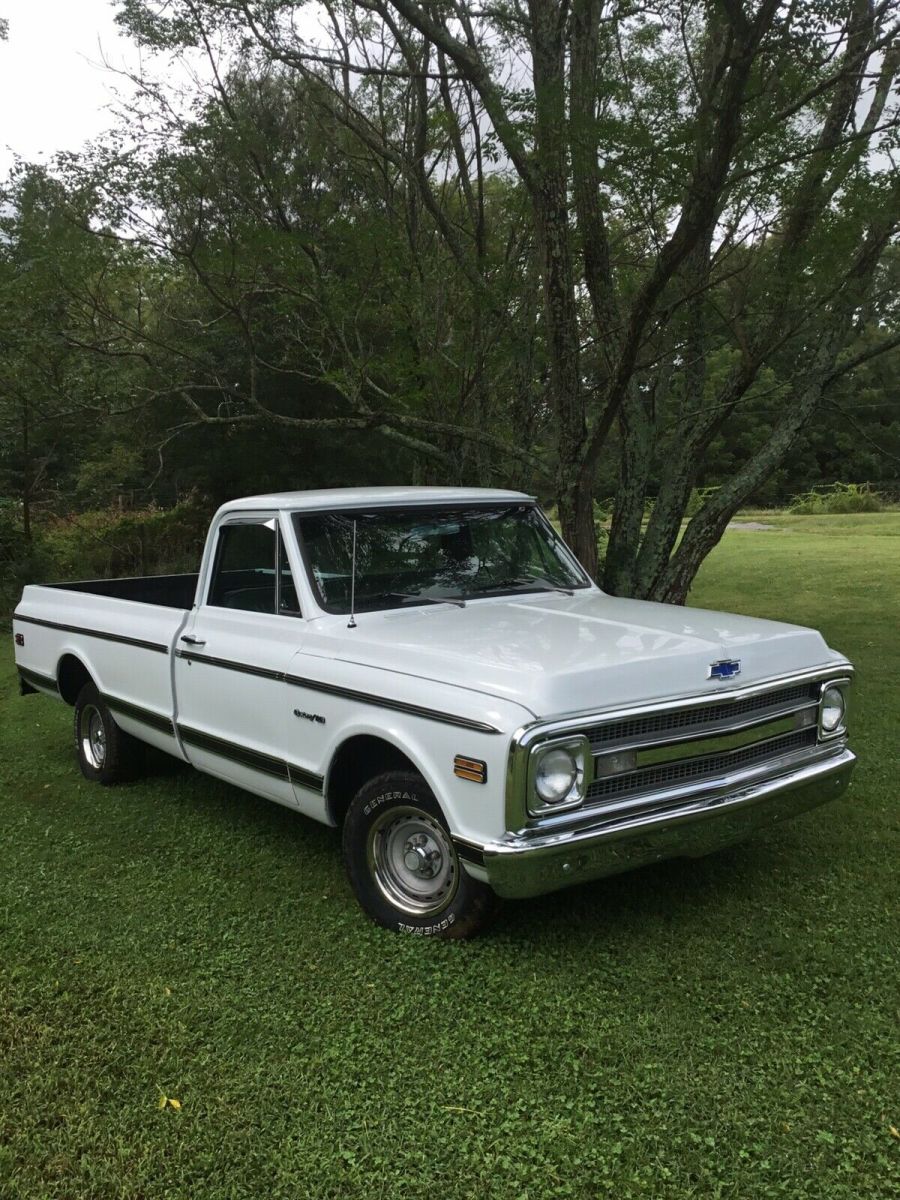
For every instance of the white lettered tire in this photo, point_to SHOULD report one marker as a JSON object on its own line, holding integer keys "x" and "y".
{"x": 402, "y": 864}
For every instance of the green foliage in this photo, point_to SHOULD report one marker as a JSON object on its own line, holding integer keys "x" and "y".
{"x": 712, "y": 1029}
{"x": 99, "y": 544}
{"x": 105, "y": 543}
{"x": 839, "y": 498}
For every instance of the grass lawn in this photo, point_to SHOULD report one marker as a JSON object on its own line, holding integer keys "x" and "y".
{"x": 723, "y": 1027}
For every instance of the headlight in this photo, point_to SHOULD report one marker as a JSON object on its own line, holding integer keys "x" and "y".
{"x": 832, "y": 709}
{"x": 558, "y": 775}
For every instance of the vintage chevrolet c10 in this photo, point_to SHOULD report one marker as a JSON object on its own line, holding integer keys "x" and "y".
{"x": 432, "y": 671}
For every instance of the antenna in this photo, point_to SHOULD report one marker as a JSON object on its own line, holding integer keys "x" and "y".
{"x": 352, "y": 622}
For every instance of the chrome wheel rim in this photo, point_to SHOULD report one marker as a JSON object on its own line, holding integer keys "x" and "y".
{"x": 413, "y": 862}
{"x": 93, "y": 736}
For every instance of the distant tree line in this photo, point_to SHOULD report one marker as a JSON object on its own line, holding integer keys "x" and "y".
{"x": 597, "y": 250}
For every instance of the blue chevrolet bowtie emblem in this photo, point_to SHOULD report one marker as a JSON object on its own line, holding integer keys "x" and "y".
{"x": 725, "y": 669}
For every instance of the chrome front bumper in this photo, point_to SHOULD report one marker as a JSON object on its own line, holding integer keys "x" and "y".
{"x": 532, "y": 863}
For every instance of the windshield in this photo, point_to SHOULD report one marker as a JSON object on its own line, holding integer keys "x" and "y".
{"x": 417, "y": 556}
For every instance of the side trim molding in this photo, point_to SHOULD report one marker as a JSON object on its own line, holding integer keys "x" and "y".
{"x": 399, "y": 706}
{"x": 255, "y": 760}
{"x": 36, "y": 679}
{"x": 361, "y": 697}
{"x": 145, "y": 715}
{"x": 95, "y": 633}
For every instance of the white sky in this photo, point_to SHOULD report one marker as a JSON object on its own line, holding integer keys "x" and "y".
{"x": 54, "y": 90}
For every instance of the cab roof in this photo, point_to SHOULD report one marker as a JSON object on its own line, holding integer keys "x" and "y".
{"x": 371, "y": 497}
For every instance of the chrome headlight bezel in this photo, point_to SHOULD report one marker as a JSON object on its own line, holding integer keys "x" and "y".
{"x": 579, "y": 750}
{"x": 839, "y": 687}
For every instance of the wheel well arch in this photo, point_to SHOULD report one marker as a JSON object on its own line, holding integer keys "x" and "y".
{"x": 71, "y": 676}
{"x": 358, "y": 760}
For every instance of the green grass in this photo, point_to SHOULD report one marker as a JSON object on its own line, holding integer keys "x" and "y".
{"x": 723, "y": 1027}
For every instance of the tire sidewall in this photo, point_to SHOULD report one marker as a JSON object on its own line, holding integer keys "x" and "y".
{"x": 468, "y": 905}
{"x": 117, "y": 763}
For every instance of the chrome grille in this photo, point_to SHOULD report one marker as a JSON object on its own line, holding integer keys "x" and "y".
{"x": 696, "y": 769}
{"x": 707, "y": 717}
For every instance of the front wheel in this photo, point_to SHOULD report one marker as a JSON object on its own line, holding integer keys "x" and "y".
{"x": 402, "y": 863}
{"x": 106, "y": 754}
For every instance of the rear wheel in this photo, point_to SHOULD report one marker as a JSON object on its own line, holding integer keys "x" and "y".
{"x": 402, "y": 863}
{"x": 106, "y": 753}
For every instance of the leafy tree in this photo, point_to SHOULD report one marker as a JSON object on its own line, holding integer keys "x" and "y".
{"x": 699, "y": 177}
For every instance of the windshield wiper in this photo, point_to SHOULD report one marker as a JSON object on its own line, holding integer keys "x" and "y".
{"x": 529, "y": 581}
{"x": 419, "y": 595}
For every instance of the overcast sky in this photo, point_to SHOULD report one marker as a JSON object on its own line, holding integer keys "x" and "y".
{"x": 54, "y": 91}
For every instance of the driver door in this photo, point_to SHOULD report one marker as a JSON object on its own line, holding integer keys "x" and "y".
{"x": 232, "y": 701}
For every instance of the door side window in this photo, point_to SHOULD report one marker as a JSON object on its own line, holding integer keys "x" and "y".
{"x": 244, "y": 575}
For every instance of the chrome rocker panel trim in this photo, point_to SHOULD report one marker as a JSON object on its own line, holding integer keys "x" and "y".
{"x": 529, "y": 864}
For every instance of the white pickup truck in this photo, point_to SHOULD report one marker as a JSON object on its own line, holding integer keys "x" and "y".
{"x": 431, "y": 670}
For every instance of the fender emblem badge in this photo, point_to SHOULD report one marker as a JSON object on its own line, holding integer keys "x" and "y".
{"x": 725, "y": 669}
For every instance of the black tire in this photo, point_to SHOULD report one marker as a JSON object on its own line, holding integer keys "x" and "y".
{"x": 106, "y": 754}
{"x": 396, "y": 815}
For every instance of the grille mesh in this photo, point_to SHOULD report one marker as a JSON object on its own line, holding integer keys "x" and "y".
{"x": 708, "y": 715}
{"x": 709, "y": 766}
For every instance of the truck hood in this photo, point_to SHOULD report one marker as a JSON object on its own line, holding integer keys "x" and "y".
{"x": 553, "y": 653}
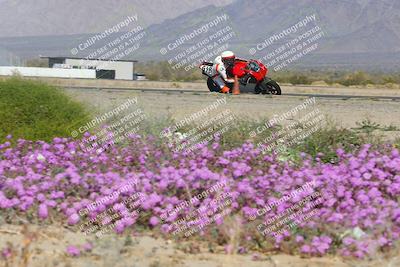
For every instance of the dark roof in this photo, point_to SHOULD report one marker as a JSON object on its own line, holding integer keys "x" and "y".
{"x": 121, "y": 60}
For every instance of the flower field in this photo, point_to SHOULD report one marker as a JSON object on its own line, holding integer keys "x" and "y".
{"x": 358, "y": 213}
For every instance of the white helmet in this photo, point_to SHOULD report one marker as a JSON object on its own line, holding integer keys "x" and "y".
{"x": 228, "y": 57}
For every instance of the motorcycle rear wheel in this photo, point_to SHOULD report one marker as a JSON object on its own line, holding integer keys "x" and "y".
{"x": 269, "y": 86}
{"x": 212, "y": 86}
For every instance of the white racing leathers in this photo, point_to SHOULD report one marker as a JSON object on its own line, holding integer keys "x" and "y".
{"x": 218, "y": 73}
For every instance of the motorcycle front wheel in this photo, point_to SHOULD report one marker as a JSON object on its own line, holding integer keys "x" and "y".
{"x": 212, "y": 86}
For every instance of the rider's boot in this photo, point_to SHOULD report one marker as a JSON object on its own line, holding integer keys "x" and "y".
{"x": 225, "y": 89}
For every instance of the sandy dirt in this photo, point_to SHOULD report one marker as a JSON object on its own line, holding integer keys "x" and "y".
{"x": 345, "y": 113}
{"x": 45, "y": 246}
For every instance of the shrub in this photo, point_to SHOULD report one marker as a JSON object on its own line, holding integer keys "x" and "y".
{"x": 36, "y": 111}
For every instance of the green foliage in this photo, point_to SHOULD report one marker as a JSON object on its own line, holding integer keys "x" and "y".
{"x": 36, "y": 111}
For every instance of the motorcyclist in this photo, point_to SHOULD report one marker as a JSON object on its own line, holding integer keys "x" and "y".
{"x": 222, "y": 72}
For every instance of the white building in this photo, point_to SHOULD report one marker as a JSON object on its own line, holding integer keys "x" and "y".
{"x": 105, "y": 69}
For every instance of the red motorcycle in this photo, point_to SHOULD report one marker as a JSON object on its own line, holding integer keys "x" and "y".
{"x": 252, "y": 77}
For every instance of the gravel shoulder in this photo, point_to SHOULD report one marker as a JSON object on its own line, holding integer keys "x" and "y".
{"x": 45, "y": 245}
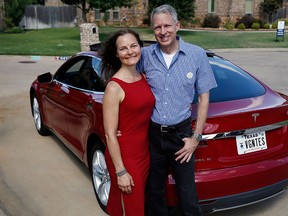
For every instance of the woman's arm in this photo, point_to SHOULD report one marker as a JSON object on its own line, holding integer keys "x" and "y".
{"x": 113, "y": 96}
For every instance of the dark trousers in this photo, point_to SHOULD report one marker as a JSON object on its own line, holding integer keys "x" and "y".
{"x": 163, "y": 146}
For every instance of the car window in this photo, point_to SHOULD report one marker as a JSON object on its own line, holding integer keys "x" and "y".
{"x": 69, "y": 72}
{"x": 232, "y": 82}
{"x": 79, "y": 72}
{"x": 90, "y": 79}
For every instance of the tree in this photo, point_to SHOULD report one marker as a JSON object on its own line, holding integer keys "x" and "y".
{"x": 15, "y": 9}
{"x": 102, "y": 5}
{"x": 269, "y": 7}
{"x": 184, "y": 8}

▸ **Directions for this task**
The line that contains "For every instance of the white building" opens the part to copy, and the last line of the records closes it; set down those lines exactly, pictures excluded.

▸ **Answer for this exercise**
For every instance of the white building in this photo, point_to SHOULD report one marker as a JSON object on its own line, holding integer keys "x" and "y".
{"x": 105, "y": 69}
For every instance of the red motorcycle in this photo, point_to SHOULD report one marker as a JSON object on its own line, holding integer keys "x" and "y".
{"x": 252, "y": 77}
For every instance of the gravel shoulder in this photo, point_to SHOULD report one marker as a JSON object on its own line, holding integer keys "x" and "y".
{"x": 45, "y": 245}
For every instance of the woman's arm in this photo, point_to SHOULD report one marker as a JSON object on its own line, holding integer keys "x" and "y".
{"x": 113, "y": 96}
For every instance of the dark trousers in this photo, point_to SHOULD report one marker as a JSON object on its own line, holding integer keys "x" and "y".
{"x": 163, "y": 146}
For every instance of the car window in this photo, point_to SHOULD report one marker as a JSON object on its own line, holding integer keys "x" and "y".
{"x": 69, "y": 72}
{"x": 232, "y": 82}
{"x": 79, "y": 72}
{"x": 90, "y": 79}
For every instance of the tree in this photo, point_to SHOULD report one marker as a JSON object on its own line, holding integer keys "x" and "y".
{"x": 15, "y": 9}
{"x": 102, "y": 5}
{"x": 269, "y": 7}
{"x": 184, "y": 8}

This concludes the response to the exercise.